Photo object pointing listing
==================================================

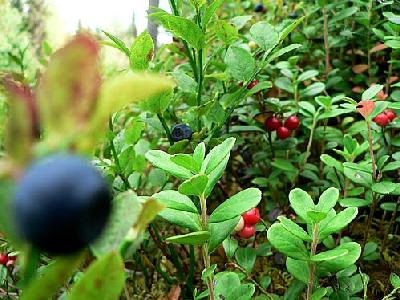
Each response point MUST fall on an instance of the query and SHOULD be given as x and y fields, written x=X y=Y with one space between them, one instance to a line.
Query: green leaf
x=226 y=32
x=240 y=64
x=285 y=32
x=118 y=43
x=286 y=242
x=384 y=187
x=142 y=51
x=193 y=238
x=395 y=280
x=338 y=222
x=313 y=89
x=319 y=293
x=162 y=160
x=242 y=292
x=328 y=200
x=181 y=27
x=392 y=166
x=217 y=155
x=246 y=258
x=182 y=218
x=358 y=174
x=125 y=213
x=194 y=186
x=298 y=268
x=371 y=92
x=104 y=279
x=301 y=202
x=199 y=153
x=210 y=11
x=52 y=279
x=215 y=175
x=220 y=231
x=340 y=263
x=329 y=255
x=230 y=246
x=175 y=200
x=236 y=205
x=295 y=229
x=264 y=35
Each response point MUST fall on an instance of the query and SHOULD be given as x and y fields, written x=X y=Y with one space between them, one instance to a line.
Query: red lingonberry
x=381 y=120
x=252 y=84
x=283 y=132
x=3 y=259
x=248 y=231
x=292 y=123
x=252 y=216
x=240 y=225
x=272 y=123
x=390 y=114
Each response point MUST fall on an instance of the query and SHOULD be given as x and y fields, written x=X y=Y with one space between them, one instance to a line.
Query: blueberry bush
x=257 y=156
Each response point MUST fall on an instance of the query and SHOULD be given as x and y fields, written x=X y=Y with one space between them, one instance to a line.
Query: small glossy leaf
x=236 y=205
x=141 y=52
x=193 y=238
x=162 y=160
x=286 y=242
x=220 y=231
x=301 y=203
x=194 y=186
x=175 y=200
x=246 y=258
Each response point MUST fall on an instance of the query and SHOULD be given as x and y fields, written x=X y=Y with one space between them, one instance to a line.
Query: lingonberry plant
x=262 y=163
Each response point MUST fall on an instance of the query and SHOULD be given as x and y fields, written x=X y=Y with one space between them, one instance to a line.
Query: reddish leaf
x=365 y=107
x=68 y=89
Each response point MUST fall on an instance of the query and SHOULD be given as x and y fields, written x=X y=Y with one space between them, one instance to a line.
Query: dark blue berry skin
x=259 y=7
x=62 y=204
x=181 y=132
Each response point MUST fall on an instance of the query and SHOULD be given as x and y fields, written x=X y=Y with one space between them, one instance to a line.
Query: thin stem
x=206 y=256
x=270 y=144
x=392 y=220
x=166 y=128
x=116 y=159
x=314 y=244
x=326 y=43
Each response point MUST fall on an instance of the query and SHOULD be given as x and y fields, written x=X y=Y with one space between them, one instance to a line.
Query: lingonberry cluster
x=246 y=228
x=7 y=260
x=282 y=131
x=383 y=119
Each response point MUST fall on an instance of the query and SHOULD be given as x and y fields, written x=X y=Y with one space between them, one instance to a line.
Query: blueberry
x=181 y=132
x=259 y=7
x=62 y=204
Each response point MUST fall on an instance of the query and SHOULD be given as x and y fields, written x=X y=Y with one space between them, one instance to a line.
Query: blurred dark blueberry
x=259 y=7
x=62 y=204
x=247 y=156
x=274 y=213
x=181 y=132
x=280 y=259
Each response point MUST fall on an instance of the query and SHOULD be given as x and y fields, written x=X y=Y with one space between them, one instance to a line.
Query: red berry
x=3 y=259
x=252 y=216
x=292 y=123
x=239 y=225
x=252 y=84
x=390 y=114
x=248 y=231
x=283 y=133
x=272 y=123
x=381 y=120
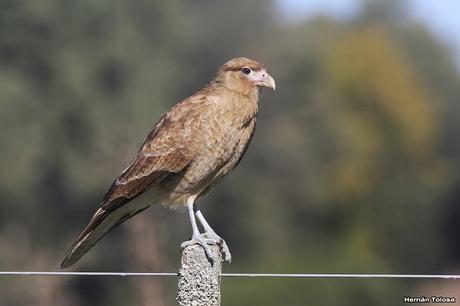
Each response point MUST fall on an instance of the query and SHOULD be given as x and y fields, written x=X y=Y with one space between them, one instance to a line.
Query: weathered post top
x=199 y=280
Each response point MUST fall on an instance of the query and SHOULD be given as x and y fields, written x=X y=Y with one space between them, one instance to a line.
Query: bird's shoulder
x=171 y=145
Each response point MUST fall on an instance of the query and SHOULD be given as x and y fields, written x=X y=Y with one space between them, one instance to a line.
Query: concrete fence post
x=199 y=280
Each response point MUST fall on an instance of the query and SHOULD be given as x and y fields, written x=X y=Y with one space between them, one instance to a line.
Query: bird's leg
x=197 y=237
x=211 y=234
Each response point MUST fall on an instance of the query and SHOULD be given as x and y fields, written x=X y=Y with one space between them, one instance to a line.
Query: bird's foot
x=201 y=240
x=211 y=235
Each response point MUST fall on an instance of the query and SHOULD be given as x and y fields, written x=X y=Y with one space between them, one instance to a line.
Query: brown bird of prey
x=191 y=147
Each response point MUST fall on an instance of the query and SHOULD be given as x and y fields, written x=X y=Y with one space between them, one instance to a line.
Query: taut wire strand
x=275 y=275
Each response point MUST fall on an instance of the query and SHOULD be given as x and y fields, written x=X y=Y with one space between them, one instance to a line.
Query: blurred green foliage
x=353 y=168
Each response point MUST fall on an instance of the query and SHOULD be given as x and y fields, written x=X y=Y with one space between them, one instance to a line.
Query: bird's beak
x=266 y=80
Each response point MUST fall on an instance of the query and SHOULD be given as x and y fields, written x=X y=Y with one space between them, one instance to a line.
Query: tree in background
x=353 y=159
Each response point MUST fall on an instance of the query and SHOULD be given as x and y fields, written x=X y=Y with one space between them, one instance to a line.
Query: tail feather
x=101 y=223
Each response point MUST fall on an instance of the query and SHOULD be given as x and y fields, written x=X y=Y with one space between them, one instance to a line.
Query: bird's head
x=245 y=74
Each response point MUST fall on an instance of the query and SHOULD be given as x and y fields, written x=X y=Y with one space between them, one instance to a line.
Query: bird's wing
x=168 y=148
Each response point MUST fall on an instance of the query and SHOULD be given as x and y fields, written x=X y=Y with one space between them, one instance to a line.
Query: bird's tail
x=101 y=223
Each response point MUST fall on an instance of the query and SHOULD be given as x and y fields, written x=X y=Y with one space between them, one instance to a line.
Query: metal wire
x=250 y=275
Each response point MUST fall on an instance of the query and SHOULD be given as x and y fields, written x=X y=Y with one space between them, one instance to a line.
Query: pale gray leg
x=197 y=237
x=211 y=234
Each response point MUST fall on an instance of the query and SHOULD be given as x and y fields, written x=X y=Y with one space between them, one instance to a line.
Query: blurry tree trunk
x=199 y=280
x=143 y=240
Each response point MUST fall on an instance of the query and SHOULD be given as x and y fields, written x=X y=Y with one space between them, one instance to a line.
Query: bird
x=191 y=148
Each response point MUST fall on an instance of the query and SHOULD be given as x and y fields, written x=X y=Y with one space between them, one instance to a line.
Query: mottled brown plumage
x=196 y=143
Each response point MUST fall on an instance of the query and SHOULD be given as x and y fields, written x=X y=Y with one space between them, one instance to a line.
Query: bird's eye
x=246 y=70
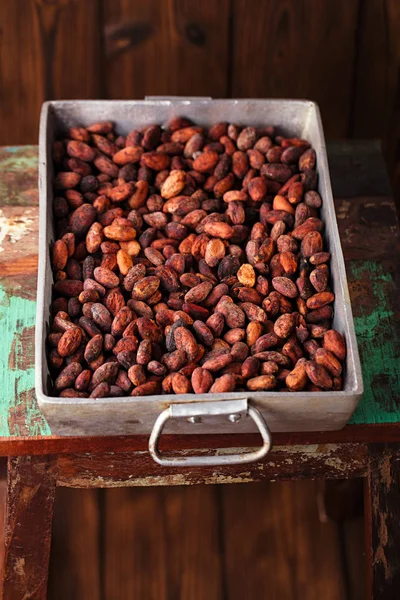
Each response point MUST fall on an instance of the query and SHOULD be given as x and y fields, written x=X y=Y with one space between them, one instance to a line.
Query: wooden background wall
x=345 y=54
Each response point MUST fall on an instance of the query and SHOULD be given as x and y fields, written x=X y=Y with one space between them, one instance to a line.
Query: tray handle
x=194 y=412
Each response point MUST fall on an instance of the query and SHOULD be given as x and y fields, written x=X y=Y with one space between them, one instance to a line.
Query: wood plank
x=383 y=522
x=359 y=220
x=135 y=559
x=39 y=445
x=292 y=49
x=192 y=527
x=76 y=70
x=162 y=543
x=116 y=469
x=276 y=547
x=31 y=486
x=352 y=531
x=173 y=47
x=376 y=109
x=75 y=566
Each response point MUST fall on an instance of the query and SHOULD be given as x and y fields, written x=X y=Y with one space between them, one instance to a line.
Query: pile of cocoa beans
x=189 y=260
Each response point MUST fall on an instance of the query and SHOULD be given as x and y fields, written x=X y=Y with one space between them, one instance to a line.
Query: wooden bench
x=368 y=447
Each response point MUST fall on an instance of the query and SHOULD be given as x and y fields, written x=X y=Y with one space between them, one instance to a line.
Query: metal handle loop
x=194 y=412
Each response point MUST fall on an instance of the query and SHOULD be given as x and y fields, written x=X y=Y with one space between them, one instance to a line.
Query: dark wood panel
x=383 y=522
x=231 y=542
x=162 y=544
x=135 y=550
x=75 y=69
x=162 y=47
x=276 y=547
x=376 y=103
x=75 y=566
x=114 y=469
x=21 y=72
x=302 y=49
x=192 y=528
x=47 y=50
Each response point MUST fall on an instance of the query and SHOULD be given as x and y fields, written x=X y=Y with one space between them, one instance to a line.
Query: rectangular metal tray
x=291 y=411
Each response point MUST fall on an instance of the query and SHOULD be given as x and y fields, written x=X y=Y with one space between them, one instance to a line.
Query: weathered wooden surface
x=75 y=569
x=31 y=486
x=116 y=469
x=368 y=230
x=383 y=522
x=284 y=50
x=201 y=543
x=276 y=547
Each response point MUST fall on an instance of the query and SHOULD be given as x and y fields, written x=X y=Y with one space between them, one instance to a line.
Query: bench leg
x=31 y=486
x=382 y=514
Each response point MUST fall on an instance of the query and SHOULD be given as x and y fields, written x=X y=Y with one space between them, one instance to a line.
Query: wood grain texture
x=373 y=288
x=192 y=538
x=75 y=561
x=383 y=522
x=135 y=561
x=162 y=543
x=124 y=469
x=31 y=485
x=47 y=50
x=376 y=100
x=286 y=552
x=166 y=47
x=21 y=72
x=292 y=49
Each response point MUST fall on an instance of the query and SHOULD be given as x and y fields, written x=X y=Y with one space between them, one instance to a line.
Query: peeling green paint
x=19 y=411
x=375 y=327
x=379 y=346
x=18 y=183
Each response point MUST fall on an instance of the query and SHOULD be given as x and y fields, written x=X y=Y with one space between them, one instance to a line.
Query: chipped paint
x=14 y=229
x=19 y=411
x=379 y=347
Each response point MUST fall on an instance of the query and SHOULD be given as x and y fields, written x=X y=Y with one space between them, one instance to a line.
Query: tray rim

==================================================

Identify every line in the listing above that contains the word "blueberry", treating uppercase and lowercase letters as different, and copy each of those lines in full.

**Result for this task:**
Query: blueberry bush
Query: blueberry
Query: blurred dark blueberry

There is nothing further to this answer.